Image-grounded pointing data:
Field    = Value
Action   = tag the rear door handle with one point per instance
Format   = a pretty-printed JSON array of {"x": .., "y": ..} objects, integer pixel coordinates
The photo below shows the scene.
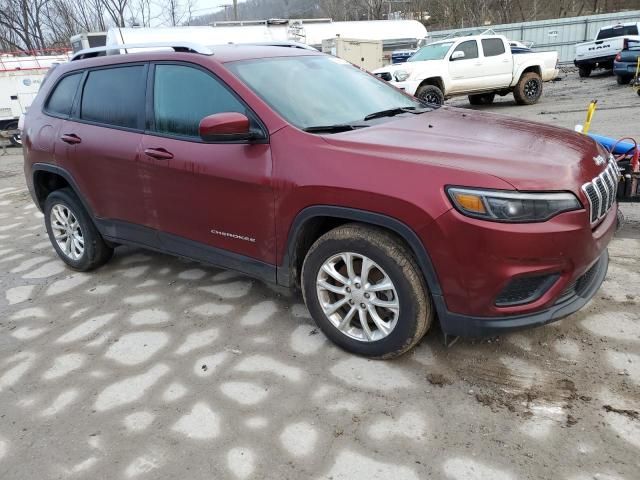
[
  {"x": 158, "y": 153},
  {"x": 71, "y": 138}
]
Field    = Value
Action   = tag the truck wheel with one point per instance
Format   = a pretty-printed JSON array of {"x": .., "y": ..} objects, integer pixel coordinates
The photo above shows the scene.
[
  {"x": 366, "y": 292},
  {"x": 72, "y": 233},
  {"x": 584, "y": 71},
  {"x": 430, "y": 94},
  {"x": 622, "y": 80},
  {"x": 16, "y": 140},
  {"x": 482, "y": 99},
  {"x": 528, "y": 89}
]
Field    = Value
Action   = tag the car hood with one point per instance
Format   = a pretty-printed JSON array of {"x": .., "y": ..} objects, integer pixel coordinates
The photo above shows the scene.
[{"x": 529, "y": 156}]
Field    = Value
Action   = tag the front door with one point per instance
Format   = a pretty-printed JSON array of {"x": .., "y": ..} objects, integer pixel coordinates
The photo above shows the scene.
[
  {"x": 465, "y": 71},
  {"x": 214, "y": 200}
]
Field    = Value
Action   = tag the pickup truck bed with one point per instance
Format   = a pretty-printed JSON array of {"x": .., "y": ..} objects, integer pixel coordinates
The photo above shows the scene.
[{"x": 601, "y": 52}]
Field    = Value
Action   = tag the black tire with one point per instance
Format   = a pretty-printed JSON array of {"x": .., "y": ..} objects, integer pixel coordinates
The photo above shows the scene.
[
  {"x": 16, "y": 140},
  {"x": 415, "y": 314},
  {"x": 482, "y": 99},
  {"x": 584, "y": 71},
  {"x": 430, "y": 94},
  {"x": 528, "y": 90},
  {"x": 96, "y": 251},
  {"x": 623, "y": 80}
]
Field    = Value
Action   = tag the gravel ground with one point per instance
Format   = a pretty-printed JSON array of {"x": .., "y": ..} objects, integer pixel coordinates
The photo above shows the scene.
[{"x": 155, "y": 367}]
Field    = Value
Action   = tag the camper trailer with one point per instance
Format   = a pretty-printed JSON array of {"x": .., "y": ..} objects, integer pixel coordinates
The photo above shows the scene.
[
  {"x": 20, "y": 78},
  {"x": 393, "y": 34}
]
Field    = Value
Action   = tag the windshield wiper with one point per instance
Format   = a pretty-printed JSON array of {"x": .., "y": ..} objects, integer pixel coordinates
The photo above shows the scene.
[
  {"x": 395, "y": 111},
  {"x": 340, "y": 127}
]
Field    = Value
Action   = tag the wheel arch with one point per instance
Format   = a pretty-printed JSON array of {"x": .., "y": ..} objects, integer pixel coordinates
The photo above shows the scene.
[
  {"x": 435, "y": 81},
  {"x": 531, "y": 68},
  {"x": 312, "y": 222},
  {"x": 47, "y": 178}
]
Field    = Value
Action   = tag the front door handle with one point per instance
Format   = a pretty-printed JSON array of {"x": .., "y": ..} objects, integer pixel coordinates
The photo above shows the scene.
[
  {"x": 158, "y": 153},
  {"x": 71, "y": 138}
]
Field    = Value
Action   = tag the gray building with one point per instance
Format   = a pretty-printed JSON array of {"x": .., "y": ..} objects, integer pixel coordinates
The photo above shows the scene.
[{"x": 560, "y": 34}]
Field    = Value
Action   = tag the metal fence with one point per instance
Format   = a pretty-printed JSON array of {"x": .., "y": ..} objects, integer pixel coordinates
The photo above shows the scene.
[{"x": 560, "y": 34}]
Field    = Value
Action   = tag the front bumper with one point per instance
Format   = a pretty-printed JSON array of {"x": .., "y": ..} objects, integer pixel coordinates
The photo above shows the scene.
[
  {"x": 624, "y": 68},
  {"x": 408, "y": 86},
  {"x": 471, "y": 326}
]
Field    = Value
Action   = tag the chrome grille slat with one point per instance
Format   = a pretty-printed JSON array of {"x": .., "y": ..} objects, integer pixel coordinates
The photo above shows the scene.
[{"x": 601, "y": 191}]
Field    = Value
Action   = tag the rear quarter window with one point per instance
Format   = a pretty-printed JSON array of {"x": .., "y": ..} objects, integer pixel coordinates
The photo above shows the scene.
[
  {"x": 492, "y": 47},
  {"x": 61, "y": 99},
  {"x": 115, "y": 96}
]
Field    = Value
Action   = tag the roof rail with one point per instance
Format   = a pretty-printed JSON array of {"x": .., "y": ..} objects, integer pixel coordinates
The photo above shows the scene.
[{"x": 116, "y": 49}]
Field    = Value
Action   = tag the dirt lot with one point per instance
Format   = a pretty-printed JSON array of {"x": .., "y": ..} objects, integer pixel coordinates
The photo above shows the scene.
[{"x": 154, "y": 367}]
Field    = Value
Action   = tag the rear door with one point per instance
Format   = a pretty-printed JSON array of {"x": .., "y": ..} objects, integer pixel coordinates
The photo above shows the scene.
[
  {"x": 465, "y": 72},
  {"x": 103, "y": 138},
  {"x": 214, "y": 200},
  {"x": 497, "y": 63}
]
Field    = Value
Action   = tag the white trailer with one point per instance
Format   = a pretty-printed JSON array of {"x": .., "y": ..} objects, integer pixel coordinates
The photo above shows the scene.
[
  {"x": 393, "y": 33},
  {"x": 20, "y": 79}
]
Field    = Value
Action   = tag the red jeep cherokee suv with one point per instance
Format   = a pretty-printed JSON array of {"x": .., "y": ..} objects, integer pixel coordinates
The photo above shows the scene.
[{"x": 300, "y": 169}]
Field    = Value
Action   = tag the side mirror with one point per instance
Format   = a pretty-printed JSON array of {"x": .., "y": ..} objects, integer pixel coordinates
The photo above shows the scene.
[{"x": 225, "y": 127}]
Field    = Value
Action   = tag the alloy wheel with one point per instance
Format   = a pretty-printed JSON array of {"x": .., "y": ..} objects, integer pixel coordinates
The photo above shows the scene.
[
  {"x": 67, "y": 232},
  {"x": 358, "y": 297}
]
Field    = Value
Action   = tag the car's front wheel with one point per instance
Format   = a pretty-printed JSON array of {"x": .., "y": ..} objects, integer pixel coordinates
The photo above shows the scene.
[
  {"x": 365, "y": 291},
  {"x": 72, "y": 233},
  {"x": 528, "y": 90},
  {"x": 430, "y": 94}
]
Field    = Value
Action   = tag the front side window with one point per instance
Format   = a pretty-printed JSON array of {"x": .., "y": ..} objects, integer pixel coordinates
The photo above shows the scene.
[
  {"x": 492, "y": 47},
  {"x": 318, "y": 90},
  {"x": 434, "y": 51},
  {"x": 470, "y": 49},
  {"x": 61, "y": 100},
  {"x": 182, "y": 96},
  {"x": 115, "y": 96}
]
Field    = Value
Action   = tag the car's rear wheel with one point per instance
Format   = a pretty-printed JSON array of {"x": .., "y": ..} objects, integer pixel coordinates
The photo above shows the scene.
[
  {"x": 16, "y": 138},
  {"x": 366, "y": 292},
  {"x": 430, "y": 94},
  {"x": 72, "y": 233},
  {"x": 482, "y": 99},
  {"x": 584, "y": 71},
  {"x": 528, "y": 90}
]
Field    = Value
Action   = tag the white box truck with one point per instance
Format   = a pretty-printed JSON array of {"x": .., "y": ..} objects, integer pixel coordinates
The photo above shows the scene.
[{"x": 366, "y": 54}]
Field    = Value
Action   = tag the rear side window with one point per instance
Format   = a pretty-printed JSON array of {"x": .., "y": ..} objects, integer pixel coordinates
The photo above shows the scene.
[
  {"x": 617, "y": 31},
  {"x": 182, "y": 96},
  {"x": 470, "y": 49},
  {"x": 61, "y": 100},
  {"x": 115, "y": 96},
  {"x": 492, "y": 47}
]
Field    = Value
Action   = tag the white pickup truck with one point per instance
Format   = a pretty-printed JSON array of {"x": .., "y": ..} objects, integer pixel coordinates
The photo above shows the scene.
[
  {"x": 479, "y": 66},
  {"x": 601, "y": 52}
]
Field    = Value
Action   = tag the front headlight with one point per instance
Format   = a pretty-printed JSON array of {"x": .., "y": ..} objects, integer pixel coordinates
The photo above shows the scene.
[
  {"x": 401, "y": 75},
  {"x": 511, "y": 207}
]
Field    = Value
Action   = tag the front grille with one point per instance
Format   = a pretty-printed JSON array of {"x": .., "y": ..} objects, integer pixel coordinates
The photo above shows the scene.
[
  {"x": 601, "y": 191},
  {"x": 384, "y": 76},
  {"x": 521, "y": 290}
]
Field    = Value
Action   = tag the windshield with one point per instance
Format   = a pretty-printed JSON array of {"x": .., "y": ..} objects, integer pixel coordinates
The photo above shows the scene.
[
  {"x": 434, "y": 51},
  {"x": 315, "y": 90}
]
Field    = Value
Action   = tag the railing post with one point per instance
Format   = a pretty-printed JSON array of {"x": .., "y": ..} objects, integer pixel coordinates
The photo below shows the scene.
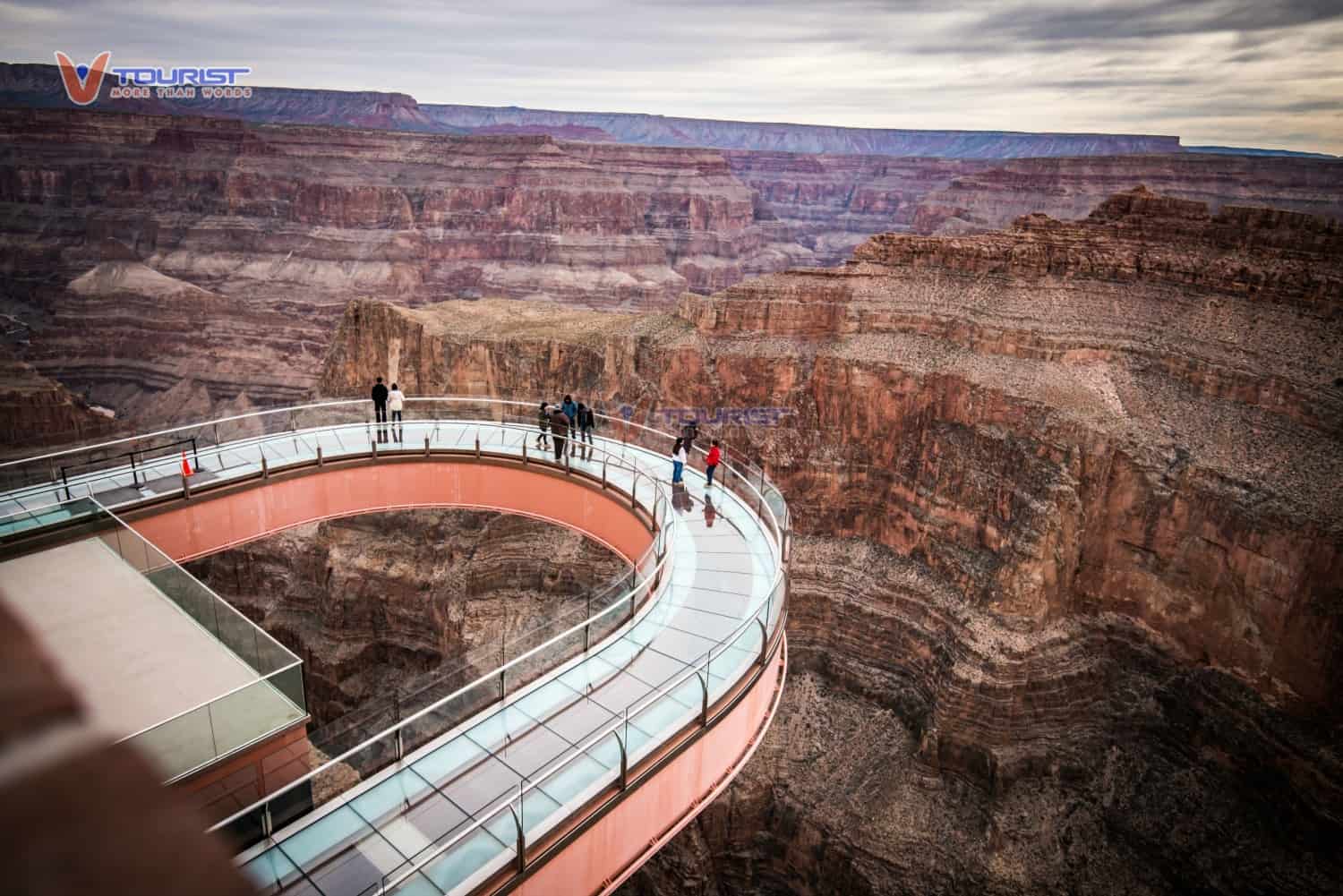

Task item:
Copy out, from the data above, every line holding the word "door".

Result below:
Action   = tag the rear door handle with one point per instance
Action   = tag the front door with one point per instance
Action   = tag the front door handle with one point per instance
Action   = tag the rear door with one point per instance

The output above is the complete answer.